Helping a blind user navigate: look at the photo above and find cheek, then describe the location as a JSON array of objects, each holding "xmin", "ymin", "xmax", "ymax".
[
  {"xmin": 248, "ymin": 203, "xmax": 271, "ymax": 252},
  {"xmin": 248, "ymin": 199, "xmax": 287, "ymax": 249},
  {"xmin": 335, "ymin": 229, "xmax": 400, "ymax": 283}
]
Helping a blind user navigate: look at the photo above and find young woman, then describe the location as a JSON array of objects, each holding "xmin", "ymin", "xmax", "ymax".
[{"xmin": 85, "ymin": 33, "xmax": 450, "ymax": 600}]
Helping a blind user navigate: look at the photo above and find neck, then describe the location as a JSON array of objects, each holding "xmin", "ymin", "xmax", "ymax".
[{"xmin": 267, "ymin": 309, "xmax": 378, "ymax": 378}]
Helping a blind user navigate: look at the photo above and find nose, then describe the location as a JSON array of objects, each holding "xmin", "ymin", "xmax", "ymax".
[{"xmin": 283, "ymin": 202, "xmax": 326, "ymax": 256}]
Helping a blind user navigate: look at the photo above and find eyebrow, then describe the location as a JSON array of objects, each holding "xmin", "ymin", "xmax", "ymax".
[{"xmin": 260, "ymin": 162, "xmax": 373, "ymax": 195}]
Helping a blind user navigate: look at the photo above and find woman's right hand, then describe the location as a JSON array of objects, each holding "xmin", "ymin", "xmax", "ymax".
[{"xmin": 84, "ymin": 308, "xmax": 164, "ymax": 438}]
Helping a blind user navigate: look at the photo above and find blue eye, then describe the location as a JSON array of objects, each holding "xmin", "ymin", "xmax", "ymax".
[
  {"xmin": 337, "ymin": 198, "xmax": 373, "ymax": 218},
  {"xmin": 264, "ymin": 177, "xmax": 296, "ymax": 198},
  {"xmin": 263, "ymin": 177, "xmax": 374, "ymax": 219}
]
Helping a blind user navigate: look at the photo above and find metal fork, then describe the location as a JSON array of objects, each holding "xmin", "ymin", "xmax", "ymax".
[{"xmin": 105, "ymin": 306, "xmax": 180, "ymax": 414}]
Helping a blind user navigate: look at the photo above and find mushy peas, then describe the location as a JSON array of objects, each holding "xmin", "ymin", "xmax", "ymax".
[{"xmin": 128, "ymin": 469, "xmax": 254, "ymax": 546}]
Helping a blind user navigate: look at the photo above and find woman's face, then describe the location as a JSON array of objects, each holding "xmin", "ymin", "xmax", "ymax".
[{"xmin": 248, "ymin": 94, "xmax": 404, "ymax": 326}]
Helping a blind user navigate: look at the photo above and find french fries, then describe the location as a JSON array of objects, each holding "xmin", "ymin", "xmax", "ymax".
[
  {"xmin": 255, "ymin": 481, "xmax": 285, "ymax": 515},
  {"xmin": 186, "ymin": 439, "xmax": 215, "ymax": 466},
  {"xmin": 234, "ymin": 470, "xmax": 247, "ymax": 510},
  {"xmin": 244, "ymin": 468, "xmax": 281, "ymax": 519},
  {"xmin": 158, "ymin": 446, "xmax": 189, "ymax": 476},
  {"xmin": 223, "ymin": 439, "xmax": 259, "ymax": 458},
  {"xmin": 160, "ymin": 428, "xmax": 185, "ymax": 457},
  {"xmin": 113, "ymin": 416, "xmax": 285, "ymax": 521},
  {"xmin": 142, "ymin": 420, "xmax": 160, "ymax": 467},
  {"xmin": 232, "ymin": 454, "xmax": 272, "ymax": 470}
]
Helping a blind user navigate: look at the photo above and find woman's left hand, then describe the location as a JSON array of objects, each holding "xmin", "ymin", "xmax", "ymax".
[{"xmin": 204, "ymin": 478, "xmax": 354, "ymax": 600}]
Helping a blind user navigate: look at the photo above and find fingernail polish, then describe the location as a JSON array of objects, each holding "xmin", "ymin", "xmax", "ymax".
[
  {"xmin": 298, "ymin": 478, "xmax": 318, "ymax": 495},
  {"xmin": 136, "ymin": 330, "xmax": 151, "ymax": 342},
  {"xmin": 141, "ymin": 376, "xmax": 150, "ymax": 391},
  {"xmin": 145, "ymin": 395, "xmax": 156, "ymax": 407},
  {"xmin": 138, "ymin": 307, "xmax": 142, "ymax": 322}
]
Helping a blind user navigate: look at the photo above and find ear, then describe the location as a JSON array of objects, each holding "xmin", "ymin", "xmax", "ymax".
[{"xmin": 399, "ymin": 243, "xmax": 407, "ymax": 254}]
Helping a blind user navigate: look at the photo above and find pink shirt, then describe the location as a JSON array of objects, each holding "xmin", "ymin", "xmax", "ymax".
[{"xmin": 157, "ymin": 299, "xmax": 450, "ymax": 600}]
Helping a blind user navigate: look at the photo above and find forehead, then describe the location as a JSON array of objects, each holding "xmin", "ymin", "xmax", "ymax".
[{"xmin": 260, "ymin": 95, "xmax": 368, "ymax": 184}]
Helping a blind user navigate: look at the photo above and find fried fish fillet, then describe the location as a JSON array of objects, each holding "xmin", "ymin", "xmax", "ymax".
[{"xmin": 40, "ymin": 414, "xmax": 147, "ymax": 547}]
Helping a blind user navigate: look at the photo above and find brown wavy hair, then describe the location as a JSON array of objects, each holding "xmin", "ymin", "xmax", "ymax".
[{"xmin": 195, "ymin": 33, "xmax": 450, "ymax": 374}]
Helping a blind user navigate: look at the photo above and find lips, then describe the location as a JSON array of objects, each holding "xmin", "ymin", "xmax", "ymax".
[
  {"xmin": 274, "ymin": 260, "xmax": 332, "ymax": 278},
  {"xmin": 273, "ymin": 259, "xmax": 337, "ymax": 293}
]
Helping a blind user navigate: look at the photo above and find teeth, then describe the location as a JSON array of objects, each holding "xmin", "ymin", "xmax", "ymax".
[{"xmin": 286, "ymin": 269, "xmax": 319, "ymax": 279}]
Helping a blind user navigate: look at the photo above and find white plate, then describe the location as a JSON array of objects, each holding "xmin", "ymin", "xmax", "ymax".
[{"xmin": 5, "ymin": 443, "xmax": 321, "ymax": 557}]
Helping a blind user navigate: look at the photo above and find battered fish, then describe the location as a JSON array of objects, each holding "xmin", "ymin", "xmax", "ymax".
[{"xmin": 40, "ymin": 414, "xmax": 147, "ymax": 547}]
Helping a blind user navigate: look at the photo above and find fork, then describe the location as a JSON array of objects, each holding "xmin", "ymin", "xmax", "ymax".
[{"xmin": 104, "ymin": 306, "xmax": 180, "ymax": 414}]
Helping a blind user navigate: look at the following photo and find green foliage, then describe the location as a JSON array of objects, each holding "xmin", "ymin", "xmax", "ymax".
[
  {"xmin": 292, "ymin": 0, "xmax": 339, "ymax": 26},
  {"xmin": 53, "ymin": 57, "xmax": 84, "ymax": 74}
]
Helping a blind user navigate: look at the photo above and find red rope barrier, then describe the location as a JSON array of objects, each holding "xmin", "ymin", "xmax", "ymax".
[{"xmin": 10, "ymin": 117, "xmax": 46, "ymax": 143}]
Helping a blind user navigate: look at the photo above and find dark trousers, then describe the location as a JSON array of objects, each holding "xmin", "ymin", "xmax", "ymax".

■ **Work instructions**:
The task calls for every line of the material to be reproduced precisely.

■ **Exercise solution**:
Helping a blind user navigate: look at the photo above and find cheek, then describe the location as a JSON array of objects, each holding "xmin", "ymin", "xmax", "ymax".
[
  {"xmin": 248, "ymin": 203, "xmax": 271, "ymax": 252},
  {"xmin": 248, "ymin": 199, "xmax": 287, "ymax": 249},
  {"xmin": 335, "ymin": 229, "xmax": 400, "ymax": 283}
]
Helping a blind user navigate: look at the photo above and find young woman, then describe the location as a JSON array of objects, each holding "xmin", "ymin", "xmax", "ymax".
[{"xmin": 85, "ymin": 33, "xmax": 450, "ymax": 600}]
Helping a blind user navigate: look at the photo above and find neck, then describe the location as a JSON array of objects, each holding "xmin", "ymin", "xmax", "ymax".
[{"xmin": 267, "ymin": 309, "xmax": 378, "ymax": 378}]
Helping a blind user navigate: look at the photo above and find nose, then describe the location as a JSON array of objects, each holding "xmin", "ymin", "xmax", "ymax".
[{"xmin": 283, "ymin": 202, "xmax": 326, "ymax": 256}]
Helping a blind user navigate: look at the photo above and find eyebrow, then describe the location as a JSON array of objects, each holding "xmin", "ymin", "xmax", "ymax".
[{"xmin": 260, "ymin": 162, "xmax": 373, "ymax": 195}]
Helping a blind user navigate: look at the photo above and find woman's right hand, then describe the location as a JSON array of objects, each holding "xmin", "ymin", "xmax", "ymax".
[{"xmin": 84, "ymin": 308, "xmax": 164, "ymax": 438}]
Helping a blind user navigate: look at the photo above and find blue eye, then describe the location as a JSON array of objects, each holding "xmin", "ymin", "xmax", "ymax".
[
  {"xmin": 337, "ymin": 198, "xmax": 373, "ymax": 218},
  {"xmin": 264, "ymin": 177, "xmax": 296, "ymax": 198},
  {"xmin": 263, "ymin": 177, "xmax": 374, "ymax": 219}
]
Helping a blind user navigate: look at the photo above and find metal fork, then describe the location as a JSON array of objects, each holding "xmin", "ymin", "xmax", "ymax".
[{"xmin": 105, "ymin": 306, "xmax": 180, "ymax": 414}]
Helping a blind user navigate: look at the photo above and find mushy peas, then describe the location as a JSON array of objects, each holding "xmin", "ymin", "xmax", "ymax".
[{"xmin": 128, "ymin": 469, "xmax": 254, "ymax": 546}]
Helping a blind user navigate: look at the photo above and find woman's face, then describe the location as a JSON array of objects, each holding "xmin", "ymin", "xmax", "ymax".
[{"xmin": 248, "ymin": 94, "xmax": 404, "ymax": 326}]
Helping a blind user navigate: look at the photo above and find french fries, then describe the location as a JSON array of objects, each holding "xmin", "ymin", "xmax", "ymax".
[
  {"xmin": 255, "ymin": 481, "xmax": 285, "ymax": 515},
  {"xmin": 186, "ymin": 439, "xmax": 215, "ymax": 466},
  {"xmin": 234, "ymin": 470, "xmax": 247, "ymax": 510},
  {"xmin": 244, "ymin": 468, "xmax": 281, "ymax": 519},
  {"xmin": 158, "ymin": 446, "xmax": 189, "ymax": 476},
  {"xmin": 223, "ymin": 439, "xmax": 259, "ymax": 458},
  {"xmin": 160, "ymin": 428, "xmax": 185, "ymax": 457},
  {"xmin": 113, "ymin": 416, "xmax": 285, "ymax": 521},
  {"xmin": 142, "ymin": 420, "xmax": 160, "ymax": 467},
  {"xmin": 232, "ymin": 454, "xmax": 272, "ymax": 470}
]
Helping a blind user navigate: look at the photo above and find woman's left hand, then describe the location as a JSON array of objects, each holding "xmin", "ymin", "xmax", "ymax".
[{"xmin": 204, "ymin": 478, "xmax": 354, "ymax": 600}]
Helping a blind user navigate: look at the photo above and find fingernail polish, then describe the location as a JSON array of objects, each holding "xmin", "ymin", "xmax", "ymax".
[
  {"xmin": 298, "ymin": 478, "xmax": 318, "ymax": 495},
  {"xmin": 136, "ymin": 330, "xmax": 151, "ymax": 342},
  {"xmin": 141, "ymin": 376, "xmax": 150, "ymax": 391},
  {"xmin": 145, "ymin": 395, "xmax": 156, "ymax": 407},
  {"xmin": 138, "ymin": 307, "xmax": 142, "ymax": 322}
]
Helping a blind user navigate: look at the photo above and find ear, then describe the location as a JSON array of objects, each holding "xmin", "ymin", "xmax", "ymax".
[{"xmin": 399, "ymin": 243, "xmax": 407, "ymax": 254}]
Helping a blind user navigate: look at the photo above and find pink shirt, then describe the location as a JSON array of objects, each holding "xmin", "ymin", "xmax", "ymax".
[{"xmin": 157, "ymin": 299, "xmax": 450, "ymax": 600}]
Helping a blind user navigate: look at the photo above and find forehead, then describe the location as a JSON array of objects, each holding "xmin", "ymin", "xmax", "ymax".
[{"xmin": 260, "ymin": 95, "xmax": 368, "ymax": 184}]
Helping a blind user navigate: look at the photo above and find fried fish fillet, then describe the location as a JSON array of objects, each holding "xmin", "ymin", "xmax", "ymax".
[{"xmin": 40, "ymin": 414, "xmax": 147, "ymax": 547}]
Helping a blind user navigate: look at the photo above and find brown wavy hair, then describe the location as a JSON array of objects, each holding "xmin", "ymin", "xmax", "ymax".
[{"xmin": 195, "ymin": 33, "xmax": 450, "ymax": 374}]
Helping a blind user navigate: look at the photo above and find lips, then describe the location as a JSON array of objects, each holding "xmin", "ymin", "xmax", "ymax".
[
  {"xmin": 274, "ymin": 260, "xmax": 332, "ymax": 278},
  {"xmin": 273, "ymin": 259, "xmax": 337, "ymax": 293}
]
Helping a blind user navigate: look at the photo above and find teeth, then describe the location as a JSON array of objects, each holding "xmin", "ymin", "xmax", "ymax".
[{"xmin": 286, "ymin": 269, "xmax": 319, "ymax": 279}]
Helping a blind user navigate: look at the photo above and find white plate, then describe the location as a JSON array of objects, each holding "xmin", "ymin", "xmax", "ymax".
[{"xmin": 5, "ymin": 443, "xmax": 321, "ymax": 557}]
Helping a blind user navigate: look at the photo above and find battered fish, then describe the location as a JSON array of objects, each holding "xmin", "ymin", "xmax", "ymax".
[{"xmin": 40, "ymin": 414, "xmax": 147, "ymax": 547}]
Helping a blind user navigate: look at the photo above and find fork, then describe the location as a JSON array of objects, each holding "xmin", "ymin", "xmax", "ymax".
[{"xmin": 104, "ymin": 306, "xmax": 180, "ymax": 414}]
Helping a blind user navigate: look at the following photo and find green foliage, then describe the location as a JSON array of objects, each holding "xmin", "ymin", "xmax", "ymax".
[
  {"xmin": 292, "ymin": 0, "xmax": 339, "ymax": 26},
  {"xmin": 53, "ymin": 57, "xmax": 84, "ymax": 74}
]
Helping a blind user navigate: look at the photo above and find red rope barrier, then describe the location as a JSON array of objects, each holding "xmin", "ymin", "xmax", "ymax".
[{"xmin": 10, "ymin": 117, "xmax": 46, "ymax": 143}]
Helping a blind user navigate: look at the photo above and find dark trousers, then describe the location as a JSON array of objects, each holding "xmin", "ymin", "xmax", "ymax".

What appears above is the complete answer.